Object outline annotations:
-=-=-

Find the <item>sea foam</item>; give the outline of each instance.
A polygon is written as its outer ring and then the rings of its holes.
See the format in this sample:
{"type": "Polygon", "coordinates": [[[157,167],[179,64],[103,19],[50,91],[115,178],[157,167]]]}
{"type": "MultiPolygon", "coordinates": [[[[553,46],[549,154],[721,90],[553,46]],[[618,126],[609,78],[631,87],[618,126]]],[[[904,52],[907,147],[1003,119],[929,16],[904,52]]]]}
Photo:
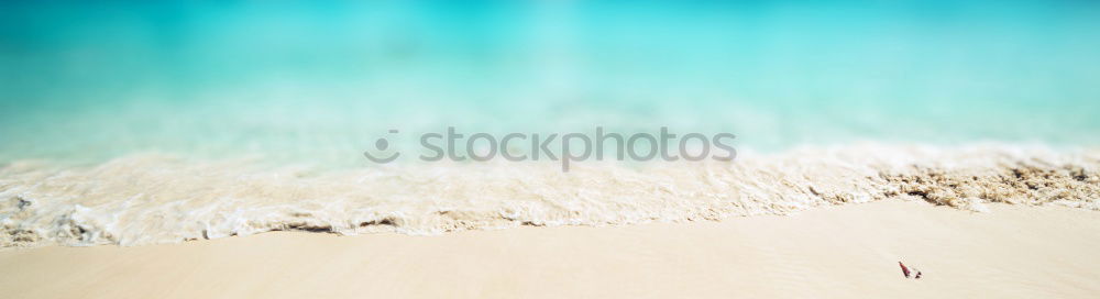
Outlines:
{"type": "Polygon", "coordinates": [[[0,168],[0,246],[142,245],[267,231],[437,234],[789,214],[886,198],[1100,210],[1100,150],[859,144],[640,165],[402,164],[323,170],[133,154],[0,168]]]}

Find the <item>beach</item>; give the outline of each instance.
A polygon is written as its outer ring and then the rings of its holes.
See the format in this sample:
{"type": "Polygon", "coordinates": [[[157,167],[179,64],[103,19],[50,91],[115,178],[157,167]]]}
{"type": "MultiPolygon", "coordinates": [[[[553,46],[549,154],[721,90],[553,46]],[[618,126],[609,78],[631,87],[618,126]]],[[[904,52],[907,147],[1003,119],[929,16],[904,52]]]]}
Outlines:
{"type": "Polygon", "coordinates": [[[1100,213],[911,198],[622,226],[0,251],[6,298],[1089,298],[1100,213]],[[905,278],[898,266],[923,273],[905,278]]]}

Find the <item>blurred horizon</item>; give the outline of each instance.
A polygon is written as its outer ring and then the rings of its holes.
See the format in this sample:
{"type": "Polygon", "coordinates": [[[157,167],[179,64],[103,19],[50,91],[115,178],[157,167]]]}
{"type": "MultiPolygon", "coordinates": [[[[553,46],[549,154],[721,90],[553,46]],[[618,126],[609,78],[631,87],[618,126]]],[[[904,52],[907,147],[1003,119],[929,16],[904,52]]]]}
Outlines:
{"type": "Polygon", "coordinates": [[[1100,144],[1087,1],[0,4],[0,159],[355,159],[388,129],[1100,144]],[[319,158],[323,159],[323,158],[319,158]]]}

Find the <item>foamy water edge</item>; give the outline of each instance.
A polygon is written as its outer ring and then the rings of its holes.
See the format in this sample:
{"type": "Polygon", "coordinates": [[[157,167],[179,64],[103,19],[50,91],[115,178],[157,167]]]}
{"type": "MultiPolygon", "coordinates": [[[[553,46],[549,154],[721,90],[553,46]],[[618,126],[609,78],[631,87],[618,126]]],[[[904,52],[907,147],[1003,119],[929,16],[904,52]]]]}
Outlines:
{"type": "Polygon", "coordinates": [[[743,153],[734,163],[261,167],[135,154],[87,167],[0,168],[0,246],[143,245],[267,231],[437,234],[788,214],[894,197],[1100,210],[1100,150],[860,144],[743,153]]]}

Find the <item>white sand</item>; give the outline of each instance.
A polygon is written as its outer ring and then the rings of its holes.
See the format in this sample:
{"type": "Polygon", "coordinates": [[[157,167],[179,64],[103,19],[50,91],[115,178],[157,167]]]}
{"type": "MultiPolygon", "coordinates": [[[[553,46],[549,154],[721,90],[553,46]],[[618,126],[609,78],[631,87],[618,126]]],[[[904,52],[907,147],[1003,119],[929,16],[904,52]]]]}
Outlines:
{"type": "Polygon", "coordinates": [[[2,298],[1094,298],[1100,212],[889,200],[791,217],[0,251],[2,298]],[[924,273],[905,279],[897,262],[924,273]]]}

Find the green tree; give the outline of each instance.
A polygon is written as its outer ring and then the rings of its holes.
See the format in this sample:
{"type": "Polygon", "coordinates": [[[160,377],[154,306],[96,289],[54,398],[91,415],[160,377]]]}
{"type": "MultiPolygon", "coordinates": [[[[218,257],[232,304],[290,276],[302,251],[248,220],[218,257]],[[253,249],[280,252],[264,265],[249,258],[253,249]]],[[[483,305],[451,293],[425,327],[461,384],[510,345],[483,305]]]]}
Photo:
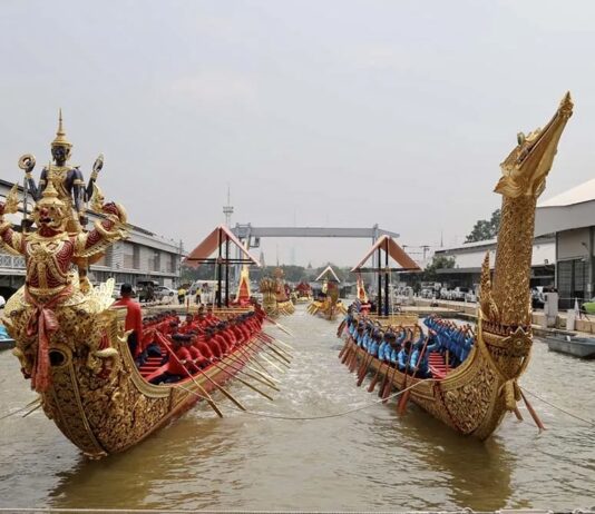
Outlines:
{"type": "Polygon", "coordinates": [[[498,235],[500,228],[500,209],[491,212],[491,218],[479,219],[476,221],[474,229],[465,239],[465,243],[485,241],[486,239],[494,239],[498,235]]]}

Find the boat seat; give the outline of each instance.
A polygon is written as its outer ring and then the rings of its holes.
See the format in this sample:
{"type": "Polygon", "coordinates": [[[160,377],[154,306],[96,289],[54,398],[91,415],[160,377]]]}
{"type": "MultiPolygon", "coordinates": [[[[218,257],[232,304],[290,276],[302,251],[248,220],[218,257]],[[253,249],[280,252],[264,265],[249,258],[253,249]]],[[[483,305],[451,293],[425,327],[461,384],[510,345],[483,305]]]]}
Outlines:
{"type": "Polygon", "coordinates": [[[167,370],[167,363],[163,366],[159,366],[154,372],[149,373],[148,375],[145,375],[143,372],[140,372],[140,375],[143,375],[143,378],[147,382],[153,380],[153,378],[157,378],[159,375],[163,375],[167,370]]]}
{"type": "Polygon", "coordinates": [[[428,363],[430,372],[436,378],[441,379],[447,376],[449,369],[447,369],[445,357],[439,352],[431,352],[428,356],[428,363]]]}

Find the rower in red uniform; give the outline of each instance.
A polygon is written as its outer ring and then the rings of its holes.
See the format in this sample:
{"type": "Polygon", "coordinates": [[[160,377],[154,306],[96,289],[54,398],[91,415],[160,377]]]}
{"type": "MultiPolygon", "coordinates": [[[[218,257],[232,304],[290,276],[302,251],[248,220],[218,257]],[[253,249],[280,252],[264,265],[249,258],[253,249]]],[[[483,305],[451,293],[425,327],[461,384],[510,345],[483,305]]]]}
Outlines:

-=-=-

▶ WHAT TO WORK ON: Pictures appear in the records above. Output everything except them, exactly.

▶ EXERCISE RESULT:
Find the <item>sea foam</item>; give the outline of each instance.
A polygon is written as its outer ring and then the rings of its holes.
See the format in this sample:
{"type": "Polygon", "coordinates": [[[157,167],[179,64],[103,19],[50,91],[115,178],[157,167]]]}
{"type": "MultiPolygon", "coordinates": [[[[553,46],[549,154],[721,90],[553,46]],[[618,126],[609,78],[631,87],[618,126]]],[[[904,52],[907,147],[1003,119],[929,16],[904,52]]]]}
Photo:
Outlines:
{"type": "Polygon", "coordinates": [[[0,168],[0,246],[142,245],[267,231],[437,234],[789,214],[886,198],[1100,210],[1100,150],[859,144],[640,165],[402,164],[323,170],[133,154],[0,168]]]}

Find the <item>beach</item>; give the outline of each instance.
A polygon is written as its outer ring and then the rings of its holes.
See the format in this sample:
{"type": "Polygon", "coordinates": [[[157,167],[179,64],[103,19],[50,91],[115,178],[157,167]]]}
{"type": "MultiPolygon", "coordinates": [[[[553,46],[549,154],[721,90],[553,46]],[[618,126],[609,78],[631,87],[618,126]]],[[[904,52],[907,147],[1003,119],[929,16],[904,52]]]]}
Outlines:
{"type": "Polygon", "coordinates": [[[1100,213],[911,198],[622,226],[0,251],[6,298],[1089,298],[1100,213]],[[905,278],[898,266],[923,273],[905,278]]]}

Find the <item>blurred horizon</item>; give the outline of each instance.
A polygon is written as its outer ring and then the rings of its holes.
See the format in this sample:
{"type": "Polygon", "coordinates": [[[157,167],[179,64],[103,19],[50,91],[115,178],[157,167]]]}
{"type": "MultiPolygon", "coordinates": [[[[553,46],[549,154],[721,90],[553,46]],[[618,126],[609,78],[631,87],[618,126]]],[[[904,52],[907,147],[1003,119],[929,16],[904,52]]]]}
Outlines:
{"type": "Polygon", "coordinates": [[[1100,144],[1087,1],[0,4],[0,159],[355,159],[388,129],[1100,144]],[[319,158],[323,159],[323,158],[319,158]]]}

Find the <item>foamy water edge</item>; give the outline of each instance.
A polygon is written as its outer ring and then the rings of its holes.
See the format in this sample:
{"type": "Polygon", "coordinates": [[[157,167],[179,64],[103,19],[50,91],[115,178],[157,167]]]}
{"type": "MultiPolygon", "coordinates": [[[[553,46],[549,154],[721,90],[553,46]],[[618,126],[609,78],[631,87],[618,126]]],[[[904,52],[907,147],[1003,119],[929,16],[904,52]]]]}
Outlines:
{"type": "Polygon", "coordinates": [[[743,153],[734,163],[261,167],[135,154],[87,167],[0,168],[0,246],[143,245],[267,231],[437,234],[788,214],[894,197],[1100,210],[1100,150],[860,144],[743,153]]]}

Find the <item>white sand</item>; give the outline of each instance.
A polygon is written as its outer ring and then the rings of its holes.
See the format in this sample:
{"type": "Polygon", "coordinates": [[[157,167],[179,64],[103,19],[50,91],[115,178],[157,167]]]}
{"type": "MultiPolygon", "coordinates": [[[[553,46],[549,154],[721,90],[553,46]],[[618,126],[609,78],[631,87],[618,126]]],[[[904,52],[907,147],[1003,119],[929,16],[904,52]]]]}
Outlines:
{"type": "Polygon", "coordinates": [[[2,298],[1094,298],[1100,212],[889,200],[791,217],[0,251],[2,298]],[[924,273],[905,279],[897,262],[924,273]]]}

Find the green tree; give the outline of each instance.
A polygon is written as its outer ring and then the rings of its holes.
See the format in this sample:
{"type": "Polygon", "coordinates": [[[160,377],[154,306],[96,289],[54,398],[91,415],[160,377]]]}
{"type": "MultiPolygon", "coordinates": [[[[218,257],[232,304],[290,276],[302,251],[248,220],[218,257]],[[253,249],[280,252],[264,265],[249,258],[253,249]]],[[[483,305],[451,293],[425,327],[461,384],[510,345],[483,305]]]]}
Photo:
Outlines:
{"type": "Polygon", "coordinates": [[[498,235],[500,228],[500,209],[491,212],[491,218],[479,219],[476,221],[474,229],[465,239],[465,243],[485,241],[486,239],[494,239],[498,235]]]}

Find the boat seat; give the outline of each instance.
A polygon is written as its outer ring and then the rings of its holes.
See the format in this sample:
{"type": "Polygon", "coordinates": [[[160,377],[154,306],[96,289],[54,398],[91,415],[160,377]]]}
{"type": "MultiPolygon", "coordinates": [[[[218,257],[232,304],[290,276],[302,251],[248,220],[218,257]],[[253,249],[280,252],[264,265],[249,258],[253,249]]],[[[483,305],[451,293],[425,327],[461,384],[510,345],[483,305]]]]}
Outlines:
{"type": "Polygon", "coordinates": [[[167,370],[167,363],[163,366],[159,366],[154,372],[149,373],[148,375],[145,375],[143,372],[140,372],[140,375],[143,375],[143,378],[147,382],[153,380],[153,378],[157,378],[159,375],[163,375],[167,370]]]}
{"type": "Polygon", "coordinates": [[[428,363],[430,372],[436,378],[441,379],[447,376],[449,369],[447,369],[445,357],[439,352],[431,352],[428,356],[428,363]]]}

Find the rower in red uniform; give the outline of each instance.
A polygon is written as its outer ring and then the rings of its holes.
See the format in this sample:
{"type": "Polygon", "coordinates": [[[160,377],[154,306],[96,289],[54,398],[91,415],[160,377]]]}
{"type": "MultiPolygon", "coordinates": [[[[218,257],[232,304],[290,276],[302,251],[248,220],[218,257]],[[253,249],[280,252],[264,265],[249,258],[253,249]]],[[[483,305],[451,293],[425,327],[461,384],[510,345],[483,305]]]]}
Outlines:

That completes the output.